• _AIM OF THE TASK_:
What do the lines from the one containing "point: distant building" through the end of the entries say? Quote them exactly, and only them.

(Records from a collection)
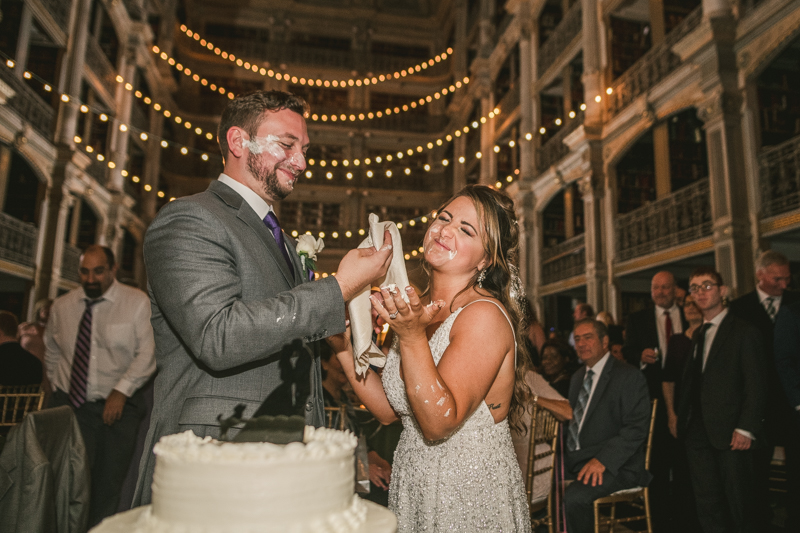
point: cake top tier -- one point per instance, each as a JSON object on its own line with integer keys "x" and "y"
{"x": 320, "y": 443}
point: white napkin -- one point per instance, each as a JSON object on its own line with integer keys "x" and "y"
{"x": 365, "y": 352}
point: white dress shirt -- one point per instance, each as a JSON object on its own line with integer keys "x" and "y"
{"x": 776, "y": 300}
{"x": 661, "y": 325}
{"x": 597, "y": 369}
{"x": 709, "y": 340}
{"x": 122, "y": 348}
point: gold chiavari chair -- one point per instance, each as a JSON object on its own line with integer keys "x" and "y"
{"x": 631, "y": 496}
{"x": 18, "y": 400}
{"x": 543, "y": 430}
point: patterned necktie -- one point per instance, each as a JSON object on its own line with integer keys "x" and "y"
{"x": 274, "y": 226}
{"x": 770, "y": 308}
{"x": 583, "y": 399}
{"x": 80, "y": 362}
{"x": 667, "y": 326}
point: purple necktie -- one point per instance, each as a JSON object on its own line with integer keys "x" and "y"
{"x": 80, "y": 363}
{"x": 274, "y": 226}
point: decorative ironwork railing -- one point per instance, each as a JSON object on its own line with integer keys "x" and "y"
{"x": 17, "y": 241}
{"x": 681, "y": 217}
{"x": 29, "y": 105}
{"x": 564, "y": 261}
{"x": 101, "y": 66}
{"x": 562, "y": 35}
{"x": 70, "y": 263}
{"x": 652, "y": 67}
{"x": 554, "y": 149}
{"x": 779, "y": 173}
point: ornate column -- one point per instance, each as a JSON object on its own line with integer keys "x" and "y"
{"x": 721, "y": 112}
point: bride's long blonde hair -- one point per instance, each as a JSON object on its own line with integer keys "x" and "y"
{"x": 500, "y": 236}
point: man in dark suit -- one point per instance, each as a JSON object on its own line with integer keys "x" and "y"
{"x": 647, "y": 334}
{"x": 228, "y": 292}
{"x": 787, "y": 362}
{"x": 721, "y": 403}
{"x": 17, "y": 365}
{"x": 606, "y": 436}
{"x": 760, "y": 308}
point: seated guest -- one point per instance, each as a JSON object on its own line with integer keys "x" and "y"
{"x": 557, "y": 365}
{"x": 607, "y": 434}
{"x": 548, "y": 398}
{"x": 17, "y": 365}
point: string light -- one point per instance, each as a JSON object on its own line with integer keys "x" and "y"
{"x": 324, "y": 117}
{"x": 250, "y": 66}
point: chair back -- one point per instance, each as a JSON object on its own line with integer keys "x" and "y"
{"x": 18, "y": 400}
{"x": 653, "y": 405}
{"x": 543, "y": 430}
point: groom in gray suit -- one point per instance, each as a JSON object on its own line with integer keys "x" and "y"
{"x": 227, "y": 293}
{"x": 606, "y": 436}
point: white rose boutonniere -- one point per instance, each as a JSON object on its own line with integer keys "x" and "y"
{"x": 307, "y": 248}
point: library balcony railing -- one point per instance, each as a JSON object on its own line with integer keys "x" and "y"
{"x": 564, "y": 260}
{"x": 70, "y": 262}
{"x": 681, "y": 217}
{"x": 29, "y": 105}
{"x": 277, "y": 54}
{"x": 17, "y": 241}
{"x": 655, "y": 65}
{"x": 101, "y": 66}
{"x": 554, "y": 149}
{"x": 779, "y": 173}
{"x": 562, "y": 35}
{"x": 59, "y": 10}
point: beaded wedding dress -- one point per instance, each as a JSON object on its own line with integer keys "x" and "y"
{"x": 468, "y": 482}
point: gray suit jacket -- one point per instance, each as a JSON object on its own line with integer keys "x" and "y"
{"x": 616, "y": 422}
{"x": 224, "y": 305}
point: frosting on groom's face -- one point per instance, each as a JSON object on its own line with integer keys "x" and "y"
{"x": 276, "y": 155}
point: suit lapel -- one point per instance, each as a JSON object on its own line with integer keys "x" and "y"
{"x": 719, "y": 339}
{"x": 602, "y": 383}
{"x": 246, "y": 214}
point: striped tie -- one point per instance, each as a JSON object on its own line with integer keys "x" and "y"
{"x": 583, "y": 399}
{"x": 80, "y": 363}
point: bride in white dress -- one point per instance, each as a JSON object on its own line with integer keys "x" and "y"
{"x": 452, "y": 376}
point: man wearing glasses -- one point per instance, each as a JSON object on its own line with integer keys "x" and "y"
{"x": 721, "y": 407}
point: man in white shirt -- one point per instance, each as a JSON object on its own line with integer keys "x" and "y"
{"x": 760, "y": 308}
{"x": 721, "y": 407}
{"x": 98, "y": 354}
{"x": 605, "y": 439}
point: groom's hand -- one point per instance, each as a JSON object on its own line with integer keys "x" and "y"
{"x": 363, "y": 265}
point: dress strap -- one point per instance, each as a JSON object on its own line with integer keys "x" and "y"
{"x": 507, "y": 318}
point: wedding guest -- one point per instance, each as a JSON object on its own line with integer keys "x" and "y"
{"x": 558, "y": 364}
{"x": 647, "y": 334}
{"x": 17, "y": 365}
{"x": 721, "y": 401}
{"x": 99, "y": 353}
{"x": 606, "y": 436}
{"x": 549, "y": 399}
{"x": 760, "y": 308}
{"x": 228, "y": 290}
{"x": 453, "y": 378}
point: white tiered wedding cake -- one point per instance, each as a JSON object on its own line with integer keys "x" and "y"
{"x": 204, "y": 485}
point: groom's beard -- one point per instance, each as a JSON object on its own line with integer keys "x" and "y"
{"x": 268, "y": 178}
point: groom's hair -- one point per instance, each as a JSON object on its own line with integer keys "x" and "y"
{"x": 247, "y": 112}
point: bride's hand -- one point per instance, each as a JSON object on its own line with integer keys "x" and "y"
{"x": 405, "y": 318}
{"x": 341, "y": 341}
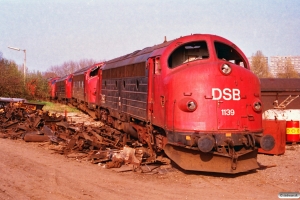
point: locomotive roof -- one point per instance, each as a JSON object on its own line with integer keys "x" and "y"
{"x": 63, "y": 78}
{"x": 137, "y": 56}
{"x": 280, "y": 84}
{"x": 81, "y": 71}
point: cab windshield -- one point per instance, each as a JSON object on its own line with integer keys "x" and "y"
{"x": 226, "y": 52}
{"x": 187, "y": 53}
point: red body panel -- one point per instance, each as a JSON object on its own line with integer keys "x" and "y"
{"x": 52, "y": 85}
{"x": 196, "y": 80}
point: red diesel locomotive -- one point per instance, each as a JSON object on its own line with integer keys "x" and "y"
{"x": 194, "y": 98}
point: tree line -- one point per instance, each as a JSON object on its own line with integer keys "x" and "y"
{"x": 35, "y": 85}
{"x": 260, "y": 67}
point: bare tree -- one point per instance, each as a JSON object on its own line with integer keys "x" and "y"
{"x": 70, "y": 67}
{"x": 259, "y": 65}
{"x": 287, "y": 69}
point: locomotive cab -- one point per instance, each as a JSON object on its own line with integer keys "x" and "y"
{"x": 214, "y": 106}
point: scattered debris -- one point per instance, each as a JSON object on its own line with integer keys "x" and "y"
{"x": 99, "y": 144}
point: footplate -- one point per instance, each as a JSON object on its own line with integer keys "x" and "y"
{"x": 193, "y": 160}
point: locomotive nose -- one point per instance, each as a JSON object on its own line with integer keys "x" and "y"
{"x": 206, "y": 143}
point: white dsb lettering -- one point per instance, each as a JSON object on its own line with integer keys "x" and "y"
{"x": 227, "y": 94}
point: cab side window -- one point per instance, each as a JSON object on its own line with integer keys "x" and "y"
{"x": 187, "y": 53}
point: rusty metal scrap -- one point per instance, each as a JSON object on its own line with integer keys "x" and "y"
{"x": 97, "y": 144}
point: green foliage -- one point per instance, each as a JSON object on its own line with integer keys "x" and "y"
{"x": 11, "y": 80}
{"x": 287, "y": 69}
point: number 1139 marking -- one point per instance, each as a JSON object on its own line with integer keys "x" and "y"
{"x": 227, "y": 112}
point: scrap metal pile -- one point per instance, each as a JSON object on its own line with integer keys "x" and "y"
{"x": 105, "y": 145}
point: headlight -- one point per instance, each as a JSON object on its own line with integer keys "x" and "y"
{"x": 226, "y": 69}
{"x": 257, "y": 106}
{"x": 191, "y": 105}
{"x": 187, "y": 104}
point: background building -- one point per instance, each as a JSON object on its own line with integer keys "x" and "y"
{"x": 277, "y": 63}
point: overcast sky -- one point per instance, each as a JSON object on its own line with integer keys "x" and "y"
{"x": 55, "y": 31}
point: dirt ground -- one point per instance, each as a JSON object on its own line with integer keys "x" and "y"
{"x": 33, "y": 171}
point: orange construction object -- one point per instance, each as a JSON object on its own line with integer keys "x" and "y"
{"x": 277, "y": 129}
{"x": 292, "y": 131}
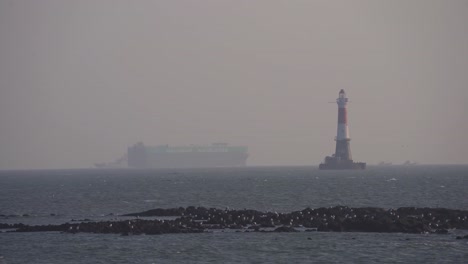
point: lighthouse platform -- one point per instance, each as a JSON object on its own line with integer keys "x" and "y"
{"x": 334, "y": 163}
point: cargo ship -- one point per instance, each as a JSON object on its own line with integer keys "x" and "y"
{"x": 192, "y": 156}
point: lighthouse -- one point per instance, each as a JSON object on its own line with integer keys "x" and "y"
{"x": 342, "y": 159}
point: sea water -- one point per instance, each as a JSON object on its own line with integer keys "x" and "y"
{"x": 59, "y": 196}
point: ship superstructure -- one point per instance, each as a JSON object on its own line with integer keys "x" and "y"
{"x": 342, "y": 158}
{"x": 192, "y": 156}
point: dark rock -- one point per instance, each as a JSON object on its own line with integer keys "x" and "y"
{"x": 285, "y": 229}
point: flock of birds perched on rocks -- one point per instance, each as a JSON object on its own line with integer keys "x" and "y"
{"x": 336, "y": 219}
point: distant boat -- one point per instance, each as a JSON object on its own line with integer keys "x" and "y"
{"x": 191, "y": 156}
{"x": 383, "y": 163}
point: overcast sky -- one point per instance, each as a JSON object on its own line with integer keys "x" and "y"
{"x": 80, "y": 81}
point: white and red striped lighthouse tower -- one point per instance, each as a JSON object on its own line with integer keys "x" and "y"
{"x": 342, "y": 159}
{"x": 343, "y": 150}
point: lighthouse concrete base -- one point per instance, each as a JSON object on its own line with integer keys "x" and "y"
{"x": 333, "y": 163}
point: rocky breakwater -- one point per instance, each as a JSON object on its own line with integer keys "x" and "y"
{"x": 336, "y": 219}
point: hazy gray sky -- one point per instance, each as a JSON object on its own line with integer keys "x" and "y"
{"x": 80, "y": 81}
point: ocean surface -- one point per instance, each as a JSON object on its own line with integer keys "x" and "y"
{"x": 59, "y": 196}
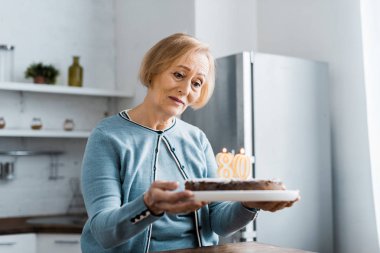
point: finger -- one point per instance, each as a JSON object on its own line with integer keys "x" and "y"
{"x": 180, "y": 207}
{"x": 165, "y": 185}
{"x": 278, "y": 206}
{"x": 171, "y": 197}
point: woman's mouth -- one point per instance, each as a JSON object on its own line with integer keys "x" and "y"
{"x": 177, "y": 100}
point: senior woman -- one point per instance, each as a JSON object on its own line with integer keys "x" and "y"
{"x": 135, "y": 163}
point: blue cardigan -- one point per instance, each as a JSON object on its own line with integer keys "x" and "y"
{"x": 119, "y": 166}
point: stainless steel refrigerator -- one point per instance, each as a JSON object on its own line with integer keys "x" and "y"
{"x": 276, "y": 107}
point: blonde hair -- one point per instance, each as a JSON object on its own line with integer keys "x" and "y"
{"x": 168, "y": 50}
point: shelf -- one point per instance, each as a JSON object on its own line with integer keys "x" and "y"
{"x": 59, "y": 89}
{"x": 43, "y": 133}
{"x": 29, "y": 153}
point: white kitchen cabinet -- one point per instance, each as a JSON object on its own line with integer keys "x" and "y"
{"x": 79, "y": 103}
{"x": 63, "y": 89}
{"x": 58, "y": 243}
{"x": 18, "y": 243}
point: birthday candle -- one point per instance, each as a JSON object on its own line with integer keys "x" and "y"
{"x": 224, "y": 161}
{"x": 242, "y": 165}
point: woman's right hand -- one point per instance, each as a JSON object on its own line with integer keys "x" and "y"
{"x": 161, "y": 198}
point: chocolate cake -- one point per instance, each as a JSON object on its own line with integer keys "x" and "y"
{"x": 231, "y": 184}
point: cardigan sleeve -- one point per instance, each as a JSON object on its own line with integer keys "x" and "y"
{"x": 233, "y": 214}
{"x": 111, "y": 222}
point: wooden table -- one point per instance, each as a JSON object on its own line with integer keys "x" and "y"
{"x": 241, "y": 247}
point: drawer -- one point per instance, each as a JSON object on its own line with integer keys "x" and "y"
{"x": 58, "y": 243}
{"x": 19, "y": 243}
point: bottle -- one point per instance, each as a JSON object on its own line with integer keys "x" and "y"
{"x": 75, "y": 76}
{"x": 2, "y": 122}
{"x": 6, "y": 63}
{"x": 68, "y": 125}
{"x": 36, "y": 123}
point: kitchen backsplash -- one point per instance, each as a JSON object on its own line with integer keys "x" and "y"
{"x": 65, "y": 28}
{"x": 31, "y": 192}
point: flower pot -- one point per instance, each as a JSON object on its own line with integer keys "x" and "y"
{"x": 39, "y": 79}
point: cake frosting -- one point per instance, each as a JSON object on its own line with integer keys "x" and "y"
{"x": 216, "y": 184}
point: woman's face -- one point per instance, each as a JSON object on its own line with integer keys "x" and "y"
{"x": 172, "y": 91}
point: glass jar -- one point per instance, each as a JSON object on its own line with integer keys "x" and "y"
{"x": 68, "y": 125}
{"x": 6, "y": 63}
{"x": 75, "y": 73}
{"x": 2, "y": 122}
{"x": 36, "y": 124}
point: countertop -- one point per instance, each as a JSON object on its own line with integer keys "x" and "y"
{"x": 241, "y": 247}
{"x": 17, "y": 225}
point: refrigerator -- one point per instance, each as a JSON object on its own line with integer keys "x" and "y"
{"x": 277, "y": 108}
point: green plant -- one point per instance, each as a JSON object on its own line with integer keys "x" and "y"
{"x": 38, "y": 70}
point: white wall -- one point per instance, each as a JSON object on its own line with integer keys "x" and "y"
{"x": 227, "y": 26}
{"x": 370, "y": 10}
{"x": 139, "y": 25}
{"x": 331, "y": 31}
{"x": 52, "y": 31}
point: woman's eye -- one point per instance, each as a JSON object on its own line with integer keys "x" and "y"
{"x": 197, "y": 84}
{"x": 178, "y": 75}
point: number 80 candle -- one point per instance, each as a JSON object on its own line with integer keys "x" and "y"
{"x": 242, "y": 165}
{"x": 224, "y": 161}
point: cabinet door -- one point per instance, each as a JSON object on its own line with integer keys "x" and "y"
{"x": 58, "y": 243}
{"x": 18, "y": 243}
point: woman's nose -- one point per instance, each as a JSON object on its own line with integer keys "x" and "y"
{"x": 184, "y": 88}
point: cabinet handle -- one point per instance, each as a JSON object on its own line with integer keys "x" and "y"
{"x": 66, "y": 241}
{"x": 7, "y": 243}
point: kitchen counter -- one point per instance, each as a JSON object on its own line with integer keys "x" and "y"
{"x": 42, "y": 224}
{"x": 241, "y": 247}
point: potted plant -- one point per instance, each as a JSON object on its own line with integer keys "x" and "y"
{"x": 42, "y": 73}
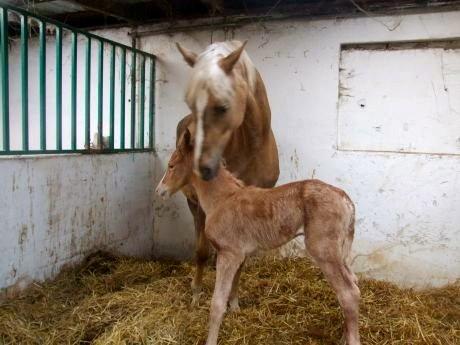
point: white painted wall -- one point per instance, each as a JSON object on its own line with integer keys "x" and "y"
{"x": 54, "y": 210}
{"x": 407, "y": 204}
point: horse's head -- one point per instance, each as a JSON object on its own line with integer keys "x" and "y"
{"x": 180, "y": 167}
{"x": 217, "y": 96}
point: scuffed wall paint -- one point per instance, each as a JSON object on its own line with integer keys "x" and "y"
{"x": 56, "y": 210}
{"x": 407, "y": 204}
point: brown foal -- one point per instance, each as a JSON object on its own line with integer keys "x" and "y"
{"x": 241, "y": 220}
{"x": 231, "y": 119}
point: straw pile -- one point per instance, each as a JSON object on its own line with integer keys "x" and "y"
{"x": 110, "y": 300}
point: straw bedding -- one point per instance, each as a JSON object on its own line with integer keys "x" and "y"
{"x": 110, "y": 300}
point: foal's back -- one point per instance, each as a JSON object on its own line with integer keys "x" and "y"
{"x": 260, "y": 219}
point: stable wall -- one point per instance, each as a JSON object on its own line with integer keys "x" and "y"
{"x": 407, "y": 198}
{"x": 56, "y": 209}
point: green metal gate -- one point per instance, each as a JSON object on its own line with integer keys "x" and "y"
{"x": 140, "y": 137}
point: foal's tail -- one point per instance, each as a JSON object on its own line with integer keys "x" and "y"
{"x": 347, "y": 243}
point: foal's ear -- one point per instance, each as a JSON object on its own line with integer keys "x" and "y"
{"x": 227, "y": 63}
{"x": 189, "y": 56}
{"x": 188, "y": 139}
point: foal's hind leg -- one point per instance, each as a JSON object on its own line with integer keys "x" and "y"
{"x": 347, "y": 293}
{"x": 327, "y": 253}
{"x": 202, "y": 249}
{"x": 233, "y": 300}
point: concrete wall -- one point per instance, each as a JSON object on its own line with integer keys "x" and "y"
{"x": 408, "y": 211}
{"x": 54, "y": 210}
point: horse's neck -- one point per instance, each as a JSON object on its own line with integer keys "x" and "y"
{"x": 250, "y": 138}
{"x": 211, "y": 193}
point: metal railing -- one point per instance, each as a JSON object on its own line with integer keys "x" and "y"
{"x": 79, "y": 131}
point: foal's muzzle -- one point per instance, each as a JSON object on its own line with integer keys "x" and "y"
{"x": 162, "y": 191}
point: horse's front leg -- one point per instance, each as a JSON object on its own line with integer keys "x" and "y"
{"x": 202, "y": 249}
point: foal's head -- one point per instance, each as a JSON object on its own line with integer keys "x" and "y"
{"x": 180, "y": 168}
{"x": 217, "y": 96}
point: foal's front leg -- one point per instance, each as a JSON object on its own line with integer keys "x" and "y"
{"x": 226, "y": 269}
{"x": 202, "y": 249}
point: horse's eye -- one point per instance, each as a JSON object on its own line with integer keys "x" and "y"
{"x": 220, "y": 110}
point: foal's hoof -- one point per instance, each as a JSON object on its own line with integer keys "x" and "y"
{"x": 195, "y": 300}
{"x": 234, "y": 306}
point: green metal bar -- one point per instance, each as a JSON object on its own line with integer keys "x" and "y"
{"x": 100, "y": 100}
{"x": 133, "y": 98}
{"x": 73, "y": 93}
{"x": 5, "y": 104}
{"x": 142, "y": 110}
{"x": 58, "y": 88}
{"x": 88, "y": 93}
{"x": 75, "y": 30}
{"x": 112, "y": 97}
{"x": 152, "y": 105}
{"x": 122, "y": 98}
{"x": 40, "y": 152}
{"x": 25, "y": 82}
{"x": 42, "y": 84}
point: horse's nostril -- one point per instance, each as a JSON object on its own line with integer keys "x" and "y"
{"x": 206, "y": 173}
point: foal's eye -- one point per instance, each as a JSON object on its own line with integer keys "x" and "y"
{"x": 220, "y": 110}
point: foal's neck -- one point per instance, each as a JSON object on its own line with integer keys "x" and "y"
{"x": 212, "y": 193}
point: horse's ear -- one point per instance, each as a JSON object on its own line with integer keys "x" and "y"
{"x": 188, "y": 139}
{"x": 189, "y": 56}
{"x": 227, "y": 63}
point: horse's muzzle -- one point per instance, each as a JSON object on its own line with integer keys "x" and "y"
{"x": 207, "y": 173}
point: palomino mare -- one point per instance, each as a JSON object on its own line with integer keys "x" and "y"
{"x": 230, "y": 119}
{"x": 242, "y": 220}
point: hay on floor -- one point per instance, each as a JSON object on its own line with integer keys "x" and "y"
{"x": 110, "y": 300}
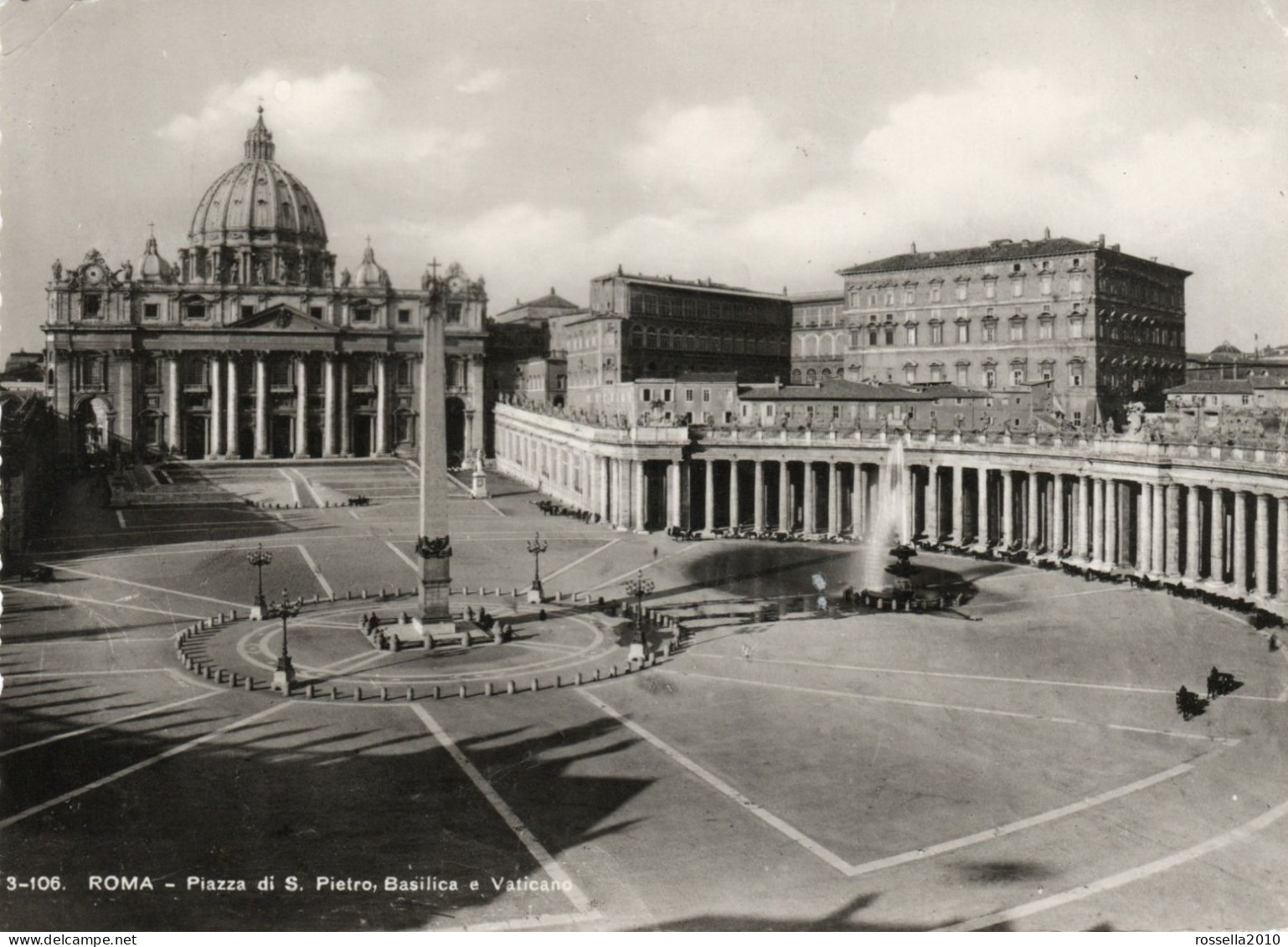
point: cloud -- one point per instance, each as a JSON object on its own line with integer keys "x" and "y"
{"x": 486, "y": 80}
{"x": 340, "y": 117}
{"x": 716, "y": 155}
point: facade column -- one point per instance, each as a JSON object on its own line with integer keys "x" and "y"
{"x": 708, "y": 499}
{"x": 1240, "y": 542}
{"x": 382, "y": 406}
{"x": 758, "y": 521}
{"x": 733, "y": 497}
{"x": 1096, "y": 486}
{"x": 1172, "y": 538}
{"x": 1158, "y": 522}
{"x": 328, "y": 406}
{"x": 785, "y": 519}
{"x": 232, "y": 425}
{"x": 1193, "y": 533}
{"x": 858, "y": 500}
{"x": 1058, "y": 516}
{"x": 672, "y": 492}
{"x": 301, "y": 408}
{"x": 981, "y": 531}
{"x": 1216, "y": 536}
{"x": 809, "y": 504}
{"x": 833, "y": 500}
{"x": 261, "y": 404}
{"x": 1110, "y": 502}
{"x": 1261, "y": 543}
{"x": 1033, "y": 540}
{"x": 172, "y": 420}
{"x": 1282, "y": 550}
{"x": 217, "y": 409}
{"x": 641, "y": 490}
{"x": 345, "y": 421}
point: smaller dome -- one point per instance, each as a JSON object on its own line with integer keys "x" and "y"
{"x": 152, "y": 267}
{"x": 370, "y": 273}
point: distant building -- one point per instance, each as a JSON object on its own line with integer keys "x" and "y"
{"x": 1104, "y": 327}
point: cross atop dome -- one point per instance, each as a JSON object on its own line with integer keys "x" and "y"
{"x": 259, "y": 139}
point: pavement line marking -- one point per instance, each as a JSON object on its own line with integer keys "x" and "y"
{"x": 295, "y": 487}
{"x": 552, "y": 867}
{"x": 1010, "y": 827}
{"x": 579, "y": 562}
{"x": 141, "y": 764}
{"x": 404, "y": 555}
{"x": 316, "y": 571}
{"x": 725, "y": 789}
{"x": 308, "y": 486}
{"x": 145, "y": 585}
{"x": 100, "y": 602}
{"x": 957, "y": 676}
{"x": 1130, "y": 875}
{"x": 112, "y": 722}
{"x": 933, "y": 705}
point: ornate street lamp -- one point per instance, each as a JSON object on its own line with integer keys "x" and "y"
{"x": 259, "y": 559}
{"x": 285, "y": 674}
{"x": 536, "y": 547}
{"x": 639, "y": 588}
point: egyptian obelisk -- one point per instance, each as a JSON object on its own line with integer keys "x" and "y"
{"x": 435, "y": 559}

• _ANSWER FOR THIS EXERCISE_:
point: distant building -- one point per instance, each as a JSON object on its own line with integer keys "x" and "y"
{"x": 1104, "y": 327}
point: cross atop dome -- one point per instance, each as a JSON object on its own line with integer keys "x" and "y"
{"x": 259, "y": 139}
point: pavement line marking -- one point per instance, each as a JSON object on its own line with integer keys "x" and "y"
{"x": 295, "y": 487}
{"x": 552, "y": 867}
{"x": 1010, "y": 827}
{"x": 579, "y": 562}
{"x": 141, "y": 764}
{"x": 404, "y": 555}
{"x": 316, "y": 571}
{"x": 725, "y": 789}
{"x": 308, "y": 486}
{"x": 145, "y": 585}
{"x": 100, "y": 602}
{"x": 957, "y": 676}
{"x": 1130, "y": 875}
{"x": 112, "y": 722}
{"x": 933, "y": 705}
point: ornate street lamp -- one point per instance, each as a JSON object on its own line with integer keys "x" and "y"
{"x": 259, "y": 559}
{"x": 285, "y": 674}
{"x": 536, "y": 547}
{"x": 639, "y": 588}
point: egyptian obelisk -- one point per instance, each as a JSON object on its own line with integer keys "x" and "y"
{"x": 435, "y": 559}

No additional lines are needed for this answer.